Texte à étudier -
····················
Collection Caillois, agate dite « Le petit fantôme », Rio grande do Sul, Brésil. Paris, Muséum national d’histoire naturelle, donation Aléna et Roger Caillois (1988). Photo service de presse. © MNHN – François Farges

Des « pierres révoltées » au palais du facteur Cheval

Autour du chef-d’œuvre de Guido Reni, David tenant la tête de Goliath (1604-1606, musée du Louvre), un ensemble de photographies de Gilles Caron témoigne des événements de mai 1968 et d’Irlande du Nord en 1969 dans la section intitulée « Pierres révoltées ». Nombreux sont les artistes qui ramassent et collectionnent les galets, les prennent en photo comme Brassaï, Fernand Léger, Charlotte Perriand… et c’est après avoir trébuché sur une pierre de forme étrange que Joseph-Ferdinand Cheval, dit le facteur Cheval, a l’idée de bâtir son célèbre « palais de fées » en agglomérant avec de la chaux des pierres glanées ça et là. On retiendra enfin en guise de conclusion une œuvre de Rose Salane, de la série Confession (2023), documentant un fait insolite. Il s’agit de lettres reçues régulièrement par les administrateurs du site archéologique de Pompéi, envoyées par des touristes en guise de mea culpa. Elles contiennent des fragments de pierres, de mosaïques, de cendres, dérobés à l’occasion de leurs visites et illustrent la fascination qu’exercent les ruines antiques.

Note

1 George Sand jetait au pinceau un peu d’une ou plusieurs couleurs sur du papier, et écrasait la couleur mouillée avec une feuille de bristol pour obtenir une tache. Les ramifications et les arborescences obtenues évoquaient une texture végétale à fines nervures, rappelant les minéraux sédimentaires appelés dendrites dont la surface est marquée par des empreintes d’oxyde de manganèse qui donnent l’illusion d’empreintes fossiles. Lorsque la peinture était sèche, il lui suffisait de redessiner à la plume ou à la peinture les formes qu’elle décidait de mettre en valeur et de rajouter d’autres éléments du paysage au gré de son imagination.

« Histoires de pierres d’après Roger Caillois », jusqu’au 14 janvier 2024 à l’Académie de France à Rome – Villa Médicis, viale della Trinità dei Monti 1, Rome. Tél. 00 39 06 67611. www.villamedici.it

Catalogue, éditions Delpire & co, 256 p., 46 €.
····················
Lignes de données -
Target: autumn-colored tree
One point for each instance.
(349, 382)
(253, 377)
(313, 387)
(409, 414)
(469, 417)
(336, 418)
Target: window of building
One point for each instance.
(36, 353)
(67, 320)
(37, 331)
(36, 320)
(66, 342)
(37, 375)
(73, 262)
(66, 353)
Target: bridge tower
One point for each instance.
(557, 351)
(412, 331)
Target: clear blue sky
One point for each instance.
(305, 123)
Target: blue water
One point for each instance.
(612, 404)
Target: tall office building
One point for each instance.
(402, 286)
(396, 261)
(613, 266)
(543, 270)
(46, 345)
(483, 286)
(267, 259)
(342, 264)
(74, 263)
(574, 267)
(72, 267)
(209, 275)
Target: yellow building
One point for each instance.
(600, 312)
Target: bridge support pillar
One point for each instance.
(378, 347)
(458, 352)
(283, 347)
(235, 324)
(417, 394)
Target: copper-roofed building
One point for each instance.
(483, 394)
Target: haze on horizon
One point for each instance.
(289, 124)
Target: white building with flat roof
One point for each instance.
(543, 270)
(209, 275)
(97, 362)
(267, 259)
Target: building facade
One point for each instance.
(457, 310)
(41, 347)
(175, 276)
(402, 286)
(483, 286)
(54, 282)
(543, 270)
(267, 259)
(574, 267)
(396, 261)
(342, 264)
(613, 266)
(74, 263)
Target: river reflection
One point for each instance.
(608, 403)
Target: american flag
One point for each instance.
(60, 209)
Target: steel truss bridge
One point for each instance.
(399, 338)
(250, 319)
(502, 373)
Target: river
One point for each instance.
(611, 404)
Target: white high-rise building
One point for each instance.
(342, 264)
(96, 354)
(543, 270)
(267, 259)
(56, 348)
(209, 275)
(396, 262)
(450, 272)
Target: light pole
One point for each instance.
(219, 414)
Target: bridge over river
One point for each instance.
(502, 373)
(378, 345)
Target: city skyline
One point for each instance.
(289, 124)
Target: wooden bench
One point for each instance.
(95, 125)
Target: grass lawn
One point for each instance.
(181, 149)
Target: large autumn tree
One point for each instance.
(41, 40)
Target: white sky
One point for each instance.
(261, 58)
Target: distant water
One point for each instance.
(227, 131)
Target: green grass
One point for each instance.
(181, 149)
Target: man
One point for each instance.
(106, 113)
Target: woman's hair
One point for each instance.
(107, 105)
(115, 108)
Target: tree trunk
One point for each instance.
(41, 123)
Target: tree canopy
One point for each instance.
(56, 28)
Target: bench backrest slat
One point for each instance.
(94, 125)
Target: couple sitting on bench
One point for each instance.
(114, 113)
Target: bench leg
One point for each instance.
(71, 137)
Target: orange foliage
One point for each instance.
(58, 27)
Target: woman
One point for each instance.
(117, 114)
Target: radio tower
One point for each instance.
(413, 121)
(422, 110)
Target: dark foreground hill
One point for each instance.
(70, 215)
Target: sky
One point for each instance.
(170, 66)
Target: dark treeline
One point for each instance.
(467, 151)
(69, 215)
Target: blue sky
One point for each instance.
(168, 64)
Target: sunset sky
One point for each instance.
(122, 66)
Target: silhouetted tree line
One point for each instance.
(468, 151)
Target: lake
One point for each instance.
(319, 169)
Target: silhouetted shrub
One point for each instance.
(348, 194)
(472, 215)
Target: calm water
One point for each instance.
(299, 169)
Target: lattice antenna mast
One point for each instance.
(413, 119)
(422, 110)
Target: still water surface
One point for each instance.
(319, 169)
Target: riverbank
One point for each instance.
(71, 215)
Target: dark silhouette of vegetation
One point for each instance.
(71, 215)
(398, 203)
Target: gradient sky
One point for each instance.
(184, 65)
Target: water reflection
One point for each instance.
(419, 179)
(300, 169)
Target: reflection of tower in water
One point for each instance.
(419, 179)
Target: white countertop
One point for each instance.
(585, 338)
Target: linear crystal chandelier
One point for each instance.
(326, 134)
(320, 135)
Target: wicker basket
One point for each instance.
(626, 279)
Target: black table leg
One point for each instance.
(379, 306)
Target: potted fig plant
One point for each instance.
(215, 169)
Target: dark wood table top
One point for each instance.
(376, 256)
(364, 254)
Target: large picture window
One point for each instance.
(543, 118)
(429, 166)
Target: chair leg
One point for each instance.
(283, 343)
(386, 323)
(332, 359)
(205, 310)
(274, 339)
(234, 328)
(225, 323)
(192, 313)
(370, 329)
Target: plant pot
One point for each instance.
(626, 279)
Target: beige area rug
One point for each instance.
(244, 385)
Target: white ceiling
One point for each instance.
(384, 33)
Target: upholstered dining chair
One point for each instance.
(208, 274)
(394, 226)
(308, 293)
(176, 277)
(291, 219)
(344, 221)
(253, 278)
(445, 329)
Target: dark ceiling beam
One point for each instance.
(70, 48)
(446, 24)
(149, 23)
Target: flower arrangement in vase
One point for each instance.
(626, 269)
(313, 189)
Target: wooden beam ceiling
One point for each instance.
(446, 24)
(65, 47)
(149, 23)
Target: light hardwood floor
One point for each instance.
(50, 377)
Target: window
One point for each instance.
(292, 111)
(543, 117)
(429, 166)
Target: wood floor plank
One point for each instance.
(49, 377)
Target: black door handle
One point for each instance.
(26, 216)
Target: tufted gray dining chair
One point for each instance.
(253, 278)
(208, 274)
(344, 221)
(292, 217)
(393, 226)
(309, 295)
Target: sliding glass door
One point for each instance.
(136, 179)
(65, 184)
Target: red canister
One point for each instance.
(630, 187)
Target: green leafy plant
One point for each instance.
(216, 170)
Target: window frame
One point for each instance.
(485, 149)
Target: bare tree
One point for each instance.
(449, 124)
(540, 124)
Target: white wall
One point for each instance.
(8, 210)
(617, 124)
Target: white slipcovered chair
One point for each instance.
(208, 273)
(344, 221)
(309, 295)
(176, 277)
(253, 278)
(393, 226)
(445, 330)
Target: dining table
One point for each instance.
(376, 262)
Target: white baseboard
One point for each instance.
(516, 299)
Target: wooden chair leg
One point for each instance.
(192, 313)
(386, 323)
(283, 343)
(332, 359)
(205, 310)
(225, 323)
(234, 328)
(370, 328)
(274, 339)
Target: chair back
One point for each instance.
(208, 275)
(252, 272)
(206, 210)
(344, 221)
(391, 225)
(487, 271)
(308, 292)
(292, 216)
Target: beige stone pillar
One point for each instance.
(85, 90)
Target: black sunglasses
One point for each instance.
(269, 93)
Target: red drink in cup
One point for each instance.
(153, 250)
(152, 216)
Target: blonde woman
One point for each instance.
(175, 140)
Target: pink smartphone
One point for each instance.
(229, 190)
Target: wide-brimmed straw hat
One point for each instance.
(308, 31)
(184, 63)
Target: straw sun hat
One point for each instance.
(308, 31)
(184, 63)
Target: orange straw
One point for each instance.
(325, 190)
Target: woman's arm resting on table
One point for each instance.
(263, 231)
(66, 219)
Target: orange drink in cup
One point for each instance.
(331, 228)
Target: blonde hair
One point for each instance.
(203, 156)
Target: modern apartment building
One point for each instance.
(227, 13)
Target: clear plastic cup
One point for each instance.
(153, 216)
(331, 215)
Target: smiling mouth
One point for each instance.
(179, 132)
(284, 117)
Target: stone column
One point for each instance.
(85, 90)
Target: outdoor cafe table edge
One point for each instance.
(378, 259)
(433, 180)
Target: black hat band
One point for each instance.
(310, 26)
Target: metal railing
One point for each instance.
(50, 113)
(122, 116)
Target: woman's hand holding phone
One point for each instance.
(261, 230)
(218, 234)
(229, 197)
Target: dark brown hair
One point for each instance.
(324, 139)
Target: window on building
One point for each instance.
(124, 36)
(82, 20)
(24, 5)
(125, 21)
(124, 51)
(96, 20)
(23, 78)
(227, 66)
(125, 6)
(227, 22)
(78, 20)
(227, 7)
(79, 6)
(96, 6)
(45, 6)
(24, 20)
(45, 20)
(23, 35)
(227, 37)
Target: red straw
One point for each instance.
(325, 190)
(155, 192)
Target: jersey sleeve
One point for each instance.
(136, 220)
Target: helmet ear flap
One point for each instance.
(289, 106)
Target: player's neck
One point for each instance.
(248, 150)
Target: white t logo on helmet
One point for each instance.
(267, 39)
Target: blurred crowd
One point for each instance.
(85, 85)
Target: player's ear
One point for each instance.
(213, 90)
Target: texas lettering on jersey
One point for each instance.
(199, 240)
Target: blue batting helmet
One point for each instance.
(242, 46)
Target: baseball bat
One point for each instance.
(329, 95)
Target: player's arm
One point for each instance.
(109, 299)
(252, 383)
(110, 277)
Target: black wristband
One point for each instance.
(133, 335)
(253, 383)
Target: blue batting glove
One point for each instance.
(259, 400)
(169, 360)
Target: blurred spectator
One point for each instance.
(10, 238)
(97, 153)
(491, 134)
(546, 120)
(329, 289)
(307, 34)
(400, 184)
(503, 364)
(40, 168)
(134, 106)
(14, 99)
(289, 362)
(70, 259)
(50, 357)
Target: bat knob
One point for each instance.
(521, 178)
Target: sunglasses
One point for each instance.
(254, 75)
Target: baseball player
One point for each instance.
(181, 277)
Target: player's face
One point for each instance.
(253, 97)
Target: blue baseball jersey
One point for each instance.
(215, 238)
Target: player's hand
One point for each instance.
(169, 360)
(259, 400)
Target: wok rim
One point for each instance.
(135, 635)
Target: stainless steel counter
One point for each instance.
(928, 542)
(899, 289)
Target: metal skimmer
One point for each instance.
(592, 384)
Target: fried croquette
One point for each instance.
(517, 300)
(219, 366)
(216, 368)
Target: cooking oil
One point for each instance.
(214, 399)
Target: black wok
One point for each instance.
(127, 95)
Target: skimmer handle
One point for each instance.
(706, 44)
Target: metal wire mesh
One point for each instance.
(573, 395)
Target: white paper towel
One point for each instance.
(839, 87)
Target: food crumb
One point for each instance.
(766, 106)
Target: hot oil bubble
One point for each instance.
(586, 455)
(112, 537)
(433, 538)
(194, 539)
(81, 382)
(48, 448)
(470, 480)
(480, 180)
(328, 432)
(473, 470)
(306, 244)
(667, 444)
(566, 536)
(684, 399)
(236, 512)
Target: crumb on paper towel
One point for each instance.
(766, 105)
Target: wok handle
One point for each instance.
····················
Consignes -
1) Résumez le texte à étudier en deux phrases.
2) Citez tout le passage du texte à étudier qui va de « 1 George Sand » jusqu'à « de son imagination. ».
3) Répondez à ces questions sur le texte à étudier :
(a) Autour de quel tableau de Guido Reni sont réunies les photographies de Gilles Caron ?
(b) Avec quoi le facteur Cheval agglomérait-il les pierres de son palais ?
(c) Jusqu'à quelle date l'exposition est-elle présentée ?

Réponses numérotées -
1) Dans l'exposition « Histoires de pierres d'après Roger Caillois », présentée jusqu'au 14 janvier 2024 à la Villa Médicis à Rome, la section « Pierres révoltées » réunit des photographies de Gilles Caron autour d'un tableau de Guido Reni. Le texte évoque aussi les artistes qui collectionnent les galets, le facteur Cheval qui eut l'idée de son palais après avoir trébuché sur une pierre, et une œuvre de Rose Salane documentant les lettres de touristes qui renvoient à Pompéi des fragments dérobés.

2)
1 George Sand jetait au pinceau un peu d’une ou plusieurs couleurs sur du papier, et écrasait la couleur mouillée avec une feuille de bristol pour obtenir une tache. Les ramifications et les arborescences obtenues évoquaient une texture végétale à fines nervures, rappelant les minéraux sédimentaires appelés dendrites dont la surface est marquée par des empreintes d’oxyde de manganèse qui donnent l’illusion d’empreintes fossiles. Lorsque la peinture était sèche, il lui suffisait de redessiner à la plume ou à la peinture les formes qu’elle décidait de mettre en valeur et de rajouter d’autres éléments du paysage au gré de son imagination.

3)
(a) Autour de David tenant la tête de Goliath (1604-1606, musée du Louvre).
(b) Avec de la chaux.
(c) Jusqu'au 14 janvier 2024.